Required task — Which of the lines below contain the word "canopy"? Pick out each one and copy it in full.

** Start of Data for the task **

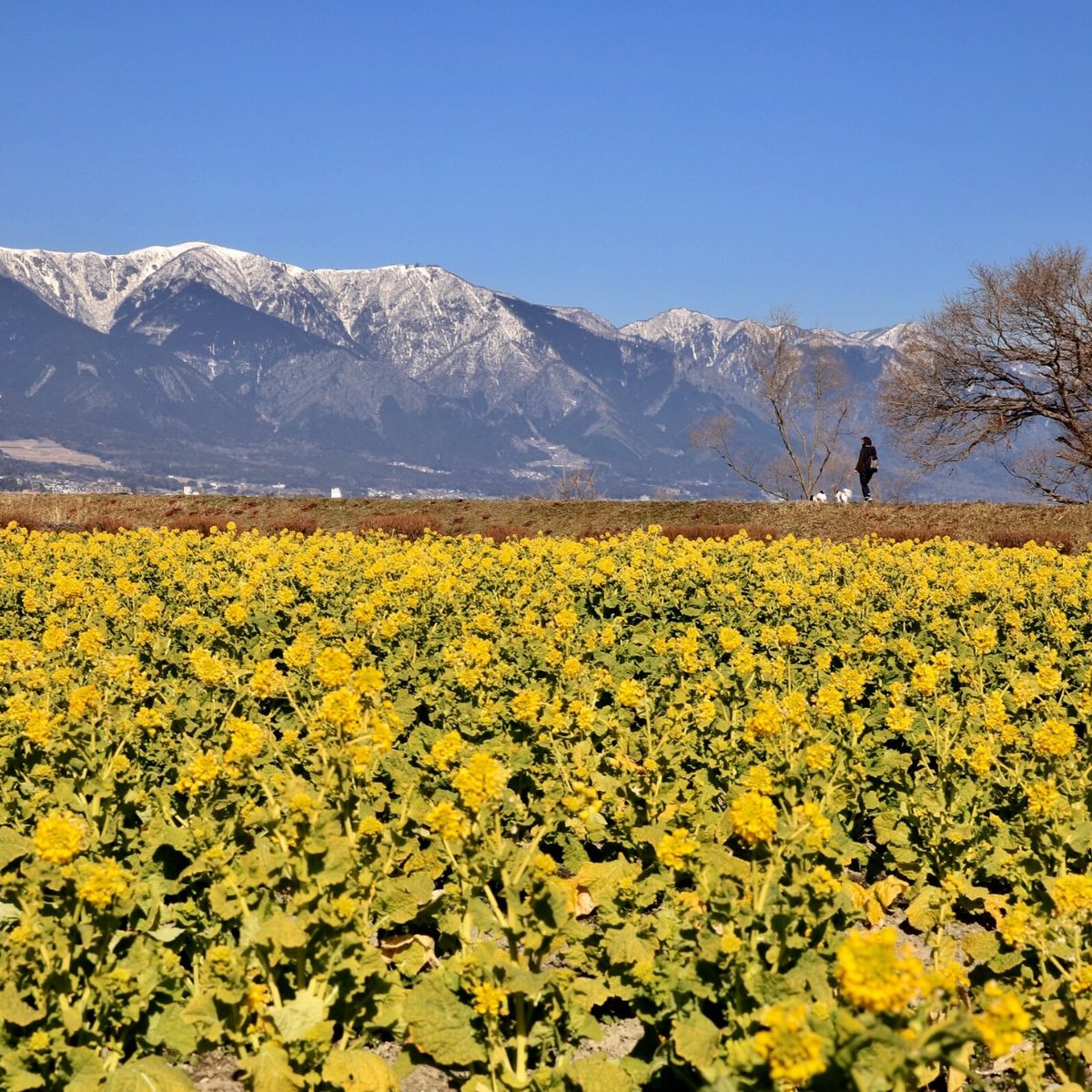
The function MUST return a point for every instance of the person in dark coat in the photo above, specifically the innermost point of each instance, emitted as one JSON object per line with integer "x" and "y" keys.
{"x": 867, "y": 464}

** End of Data for the task **
** Start of Data for the task **

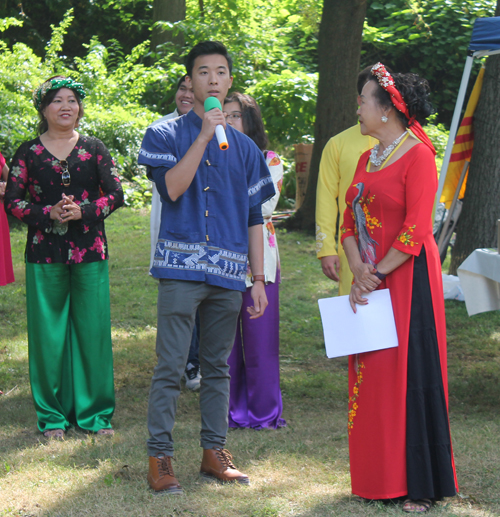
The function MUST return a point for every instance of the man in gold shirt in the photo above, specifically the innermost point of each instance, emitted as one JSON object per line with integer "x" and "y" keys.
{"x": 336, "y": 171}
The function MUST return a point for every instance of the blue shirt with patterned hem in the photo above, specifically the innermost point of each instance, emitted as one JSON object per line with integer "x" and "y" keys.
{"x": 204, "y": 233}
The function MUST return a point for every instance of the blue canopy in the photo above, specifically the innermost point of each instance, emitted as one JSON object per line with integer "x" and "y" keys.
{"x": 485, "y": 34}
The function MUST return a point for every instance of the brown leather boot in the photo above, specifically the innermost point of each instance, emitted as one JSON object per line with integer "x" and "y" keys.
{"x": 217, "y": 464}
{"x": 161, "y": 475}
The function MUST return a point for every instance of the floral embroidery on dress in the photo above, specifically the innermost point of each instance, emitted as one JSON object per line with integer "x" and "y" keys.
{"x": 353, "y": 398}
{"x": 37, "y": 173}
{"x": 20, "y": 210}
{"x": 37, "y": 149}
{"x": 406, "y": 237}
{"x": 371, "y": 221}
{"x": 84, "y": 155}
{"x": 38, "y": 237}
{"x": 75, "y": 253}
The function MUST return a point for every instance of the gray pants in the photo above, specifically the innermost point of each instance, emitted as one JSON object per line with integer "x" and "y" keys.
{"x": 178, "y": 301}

** End of Data for the task **
** Start of Data for the task **

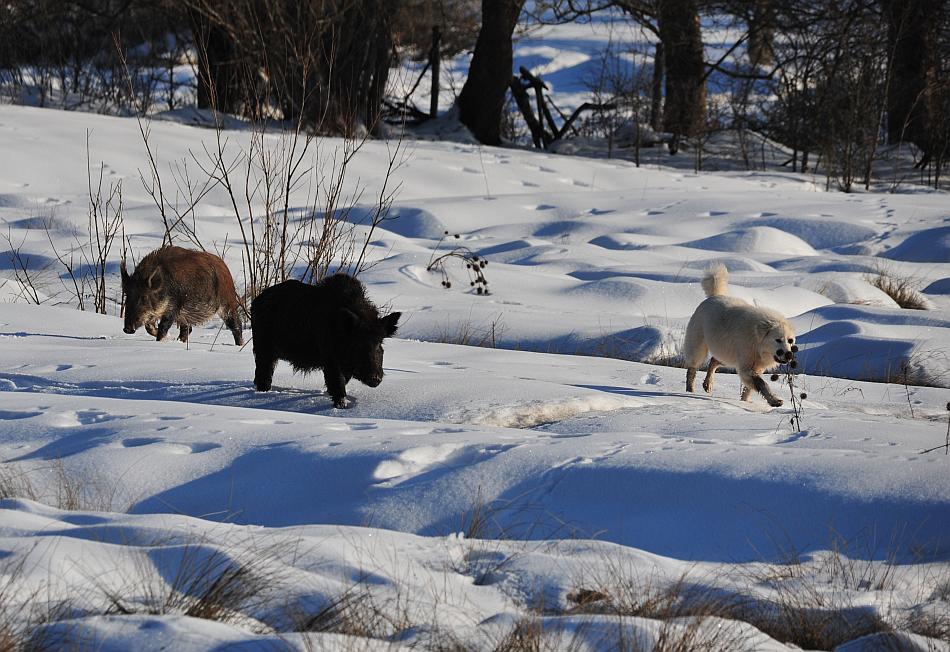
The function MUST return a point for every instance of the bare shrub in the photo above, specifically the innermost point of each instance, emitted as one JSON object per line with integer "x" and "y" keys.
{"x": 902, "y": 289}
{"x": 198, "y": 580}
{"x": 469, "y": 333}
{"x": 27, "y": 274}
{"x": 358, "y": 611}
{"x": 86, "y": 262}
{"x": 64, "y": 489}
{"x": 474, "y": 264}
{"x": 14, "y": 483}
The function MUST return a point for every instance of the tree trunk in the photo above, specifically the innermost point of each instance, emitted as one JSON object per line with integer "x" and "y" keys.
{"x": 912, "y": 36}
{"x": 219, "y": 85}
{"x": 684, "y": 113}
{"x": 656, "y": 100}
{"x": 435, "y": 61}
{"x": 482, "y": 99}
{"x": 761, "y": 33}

** End of Data for the task **

Task result —
The function MUST return a point for every instance of the blue canopy in the photo above, specifically the innermost point of each instance, emitted as one JSON object per line with integer "x" and "y" keys.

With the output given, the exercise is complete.